=== Begin Enclosure ===

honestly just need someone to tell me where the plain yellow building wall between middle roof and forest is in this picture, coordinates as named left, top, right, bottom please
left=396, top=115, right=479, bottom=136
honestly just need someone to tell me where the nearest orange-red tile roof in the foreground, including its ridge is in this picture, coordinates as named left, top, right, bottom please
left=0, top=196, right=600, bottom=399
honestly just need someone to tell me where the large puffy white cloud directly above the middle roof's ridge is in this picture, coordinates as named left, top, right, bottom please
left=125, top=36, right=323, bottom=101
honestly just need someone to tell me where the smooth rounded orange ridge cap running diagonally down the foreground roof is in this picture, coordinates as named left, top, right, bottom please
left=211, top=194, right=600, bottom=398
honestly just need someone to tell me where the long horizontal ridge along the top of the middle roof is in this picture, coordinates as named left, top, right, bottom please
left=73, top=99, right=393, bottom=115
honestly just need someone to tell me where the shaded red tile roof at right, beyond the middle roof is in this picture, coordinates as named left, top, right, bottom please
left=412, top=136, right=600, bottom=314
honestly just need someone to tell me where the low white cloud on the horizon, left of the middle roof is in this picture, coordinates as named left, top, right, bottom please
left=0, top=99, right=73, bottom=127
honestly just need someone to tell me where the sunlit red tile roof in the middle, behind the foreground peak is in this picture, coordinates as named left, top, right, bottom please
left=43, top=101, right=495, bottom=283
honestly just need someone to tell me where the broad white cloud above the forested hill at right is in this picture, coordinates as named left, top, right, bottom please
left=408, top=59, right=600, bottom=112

=== End Enclosure ===

_TASK BRIEF:_ Your answer must be the line containing "honestly just need someone to tell me where the long" through the last line above, copied exactly, with nothing added.

_SOLUTION TO THIS EXERCISE:_
honestly just need someone to tell me where the long horizontal ridge along the top of the middle roof is in this picture, coordinates as named left, top, right, bottom please
left=73, top=99, right=393, bottom=115
honestly just need someone to tell me where the shaded red tile roof at right, beyond the middle roof is in this picture, coordinates as named left, top, right, bottom please
left=412, top=136, right=600, bottom=314
honestly just need someone to tell me where the low white cloud on the horizon, left of the middle roof is in this picture, coordinates as named left, top, right, bottom please
left=0, top=99, right=73, bottom=127
honestly just need someone to tell me where the sunlit red tile roof in the middle, behind the foreground peak is in this picture, coordinates as named left, top, right, bottom please
left=43, top=101, right=495, bottom=283
honestly just need someone to tell me where the broad white cloud above the forested hill at right is in this picture, coordinates as named left, top, right, bottom please
left=408, top=59, right=600, bottom=112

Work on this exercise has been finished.